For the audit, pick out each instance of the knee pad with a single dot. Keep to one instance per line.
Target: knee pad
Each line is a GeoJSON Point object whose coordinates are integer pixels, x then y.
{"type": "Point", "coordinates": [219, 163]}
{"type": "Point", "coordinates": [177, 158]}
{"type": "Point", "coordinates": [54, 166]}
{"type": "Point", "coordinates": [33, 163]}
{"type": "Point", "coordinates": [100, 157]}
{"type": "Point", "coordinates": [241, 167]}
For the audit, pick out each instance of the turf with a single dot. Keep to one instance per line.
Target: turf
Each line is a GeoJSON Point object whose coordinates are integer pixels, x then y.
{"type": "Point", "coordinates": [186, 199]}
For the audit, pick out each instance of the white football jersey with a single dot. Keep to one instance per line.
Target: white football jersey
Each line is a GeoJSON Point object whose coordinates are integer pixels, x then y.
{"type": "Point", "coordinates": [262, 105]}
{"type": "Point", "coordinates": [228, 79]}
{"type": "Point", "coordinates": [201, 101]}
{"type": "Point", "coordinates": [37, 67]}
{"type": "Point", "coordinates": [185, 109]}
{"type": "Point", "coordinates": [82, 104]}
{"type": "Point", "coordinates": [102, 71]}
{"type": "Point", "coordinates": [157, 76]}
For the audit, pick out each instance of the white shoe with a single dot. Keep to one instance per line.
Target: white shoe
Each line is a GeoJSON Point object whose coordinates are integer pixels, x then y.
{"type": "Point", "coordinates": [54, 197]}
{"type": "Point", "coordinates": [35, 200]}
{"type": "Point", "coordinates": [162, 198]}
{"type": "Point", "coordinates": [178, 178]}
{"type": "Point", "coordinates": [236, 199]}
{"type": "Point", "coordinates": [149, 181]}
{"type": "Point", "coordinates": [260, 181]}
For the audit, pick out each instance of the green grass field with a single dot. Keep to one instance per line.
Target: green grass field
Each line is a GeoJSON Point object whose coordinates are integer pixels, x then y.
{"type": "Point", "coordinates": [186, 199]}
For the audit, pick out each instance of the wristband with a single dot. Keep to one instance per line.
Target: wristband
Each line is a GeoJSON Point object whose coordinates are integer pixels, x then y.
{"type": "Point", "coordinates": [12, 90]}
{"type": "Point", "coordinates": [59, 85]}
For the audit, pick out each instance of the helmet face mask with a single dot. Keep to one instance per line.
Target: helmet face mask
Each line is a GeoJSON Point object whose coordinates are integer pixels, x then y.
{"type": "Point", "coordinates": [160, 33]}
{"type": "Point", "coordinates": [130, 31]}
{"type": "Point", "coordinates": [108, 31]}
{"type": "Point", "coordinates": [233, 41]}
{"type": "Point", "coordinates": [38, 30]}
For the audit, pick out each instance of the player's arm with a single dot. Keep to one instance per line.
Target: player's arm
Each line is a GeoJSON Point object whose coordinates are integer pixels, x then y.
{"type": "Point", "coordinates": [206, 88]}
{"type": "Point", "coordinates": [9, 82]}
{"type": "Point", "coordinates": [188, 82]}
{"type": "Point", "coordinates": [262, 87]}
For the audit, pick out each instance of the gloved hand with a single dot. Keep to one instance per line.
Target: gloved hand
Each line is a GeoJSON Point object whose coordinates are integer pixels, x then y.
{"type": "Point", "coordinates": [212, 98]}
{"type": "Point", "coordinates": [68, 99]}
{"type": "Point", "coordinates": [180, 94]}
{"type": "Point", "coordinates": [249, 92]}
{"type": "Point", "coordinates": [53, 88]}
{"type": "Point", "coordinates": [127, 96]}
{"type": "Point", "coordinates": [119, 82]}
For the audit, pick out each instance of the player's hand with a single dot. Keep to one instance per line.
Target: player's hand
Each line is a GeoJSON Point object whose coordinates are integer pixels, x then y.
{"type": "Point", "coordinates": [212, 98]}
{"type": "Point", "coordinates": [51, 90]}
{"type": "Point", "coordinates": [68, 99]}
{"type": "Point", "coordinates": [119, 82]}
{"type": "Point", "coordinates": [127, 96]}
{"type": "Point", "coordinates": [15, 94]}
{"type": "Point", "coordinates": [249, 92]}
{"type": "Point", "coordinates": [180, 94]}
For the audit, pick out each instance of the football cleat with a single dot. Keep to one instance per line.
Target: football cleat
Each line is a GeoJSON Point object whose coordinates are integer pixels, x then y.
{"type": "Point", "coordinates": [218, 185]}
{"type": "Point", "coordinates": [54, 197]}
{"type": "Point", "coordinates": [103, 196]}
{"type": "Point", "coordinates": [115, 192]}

- _WHAT IS REQUIRED_:
Convert the lines above into a numbered list, leaving out any blank lines.

- _EXERCISE OUTPUT_:
1. For the audit, pick out each instance of the knee pad with a single dot. Keep to one instance per line.
2. Target: knee pad
3. Each line is a GeoJSON Point object whose coordinates are integer pixels, x then y.
4. {"type": "Point", "coordinates": [219, 163]}
5. {"type": "Point", "coordinates": [177, 158]}
6. {"type": "Point", "coordinates": [54, 166]}
7. {"type": "Point", "coordinates": [33, 163]}
8. {"type": "Point", "coordinates": [100, 157]}
9. {"type": "Point", "coordinates": [241, 167]}
10. For the audit, pick out each instance of the turf with a single dot. Keep to one instance per line.
11. Target: turf
12. Each line is a GeoJSON Point object whose coordinates are integer pixels, x then y.
13. {"type": "Point", "coordinates": [186, 199]}
14. For the audit, pick out each instance of the white football jersey with a single dot. Keep to one instance per line.
15. Target: white football jersey
16. Each line is a GeoJSON Point object whose coordinates are integer pixels, x then y.
17. {"type": "Point", "coordinates": [262, 105]}
18. {"type": "Point", "coordinates": [228, 79]}
19. {"type": "Point", "coordinates": [201, 101]}
20. {"type": "Point", "coordinates": [37, 67]}
21. {"type": "Point", "coordinates": [185, 109]}
22. {"type": "Point", "coordinates": [82, 104]}
23. {"type": "Point", "coordinates": [102, 71]}
24. {"type": "Point", "coordinates": [157, 76]}
25. For the audit, pick out each instance of the white shoe with a single dot. Keep to one instance per line.
26. Target: white shoe
27. Each line is a GeoJSON Point object whose coordinates are integer pixels, x then y.
28. {"type": "Point", "coordinates": [54, 197]}
29. {"type": "Point", "coordinates": [35, 200]}
30. {"type": "Point", "coordinates": [162, 198]}
31. {"type": "Point", "coordinates": [178, 178]}
32. {"type": "Point", "coordinates": [236, 199]}
33. {"type": "Point", "coordinates": [149, 181]}
34. {"type": "Point", "coordinates": [260, 181]}
35. For the audit, pick out each instance of the green grass field with a single dot. Keep to one instance per line.
36. Target: green grass field
37. Each line is a GeoJSON Point object whose coordinates are integer pixels, x then y.
38. {"type": "Point", "coordinates": [186, 199]}
39. For the audit, pick out each instance of the wristband with a single dot. Keep to one instance per line.
40. Target: wristband
41. Each line is a GeoJSON Point object whose coordinates are integer pixels, x then y.
42. {"type": "Point", "coordinates": [12, 90]}
43. {"type": "Point", "coordinates": [59, 85]}
44. For the audit, pick out each instance of the helmet face mask with a single dot. Keep to one instance per line.
45. Target: helmet face mask
46. Each line is a GeoJSON Point object whose coordinates are integer pixels, x then y.
47. {"type": "Point", "coordinates": [160, 33]}
48. {"type": "Point", "coordinates": [130, 31]}
49. {"type": "Point", "coordinates": [108, 31]}
50. {"type": "Point", "coordinates": [233, 41]}
51. {"type": "Point", "coordinates": [38, 30]}
52. For the audit, pick out each instance of the player's arm with a single dot. Keep to one instance per line.
53. Target: player's arm
54. Each line is a GeoJSON Point object whose coordinates are integer pixels, x then y.
55. {"type": "Point", "coordinates": [206, 88]}
56. {"type": "Point", "coordinates": [9, 82]}
57. {"type": "Point", "coordinates": [188, 82]}
58. {"type": "Point", "coordinates": [262, 87]}
59. For the audit, pick out each instance of the gloved hand with a single dot. Keep to one instance per line.
60. Target: gloved hand
61. Each line is a GeoJSON Point object whose coordinates are integer pixels, x then y.
62. {"type": "Point", "coordinates": [212, 98]}
63. {"type": "Point", "coordinates": [68, 99]}
64. {"type": "Point", "coordinates": [180, 94]}
65. {"type": "Point", "coordinates": [249, 92]}
66. {"type": "Point", "coordinates": [53, 88]}
67. {"type": "Point", "coordinates": [127, 96]}
68. {"type": "Point", "coordinates": [119, 82]}
69. For the audit, pick out each instance of the player's hand with a single dot. Keep to one instance per line.
70. Target: player's hand
71. Each line is a GeoJSON Point object whose coordinates are integer pixels, x then y.
72. {"type": "Point", "coordinates": [212, 98]}
73. {"type": "Point", "coordinates": [51, 90]}
74. {"type": "Point", "coordinates": [68, 99]}
75. {"type": "Point", "coordinates": [119, 82]}
76. {"type": "Point", "coordinates": [127, 96]}
77. {"type": "Point", "coordinates": [15, 94]}
78. {"type": "Point", "coordinates": [249, 92]}
79. {"type": "Point", "coordinates": [180, 94]}
80. For the audit, pick out each instance of the football cleat with a single dot. Keep to one instance per line.
81. Target: football cleat
82. Each line is a GeoJSON Point object whose coordinates are integer pixels, x then y.
83. {"type": "Point", "coordinates": [218, 185]}
84. {"type": "Point", "coordinates": [54, 197]}
85. {"type": "Point", "coordinates": [103, 196]}
86. {"type": "Point", "coordinates": [115, 192]}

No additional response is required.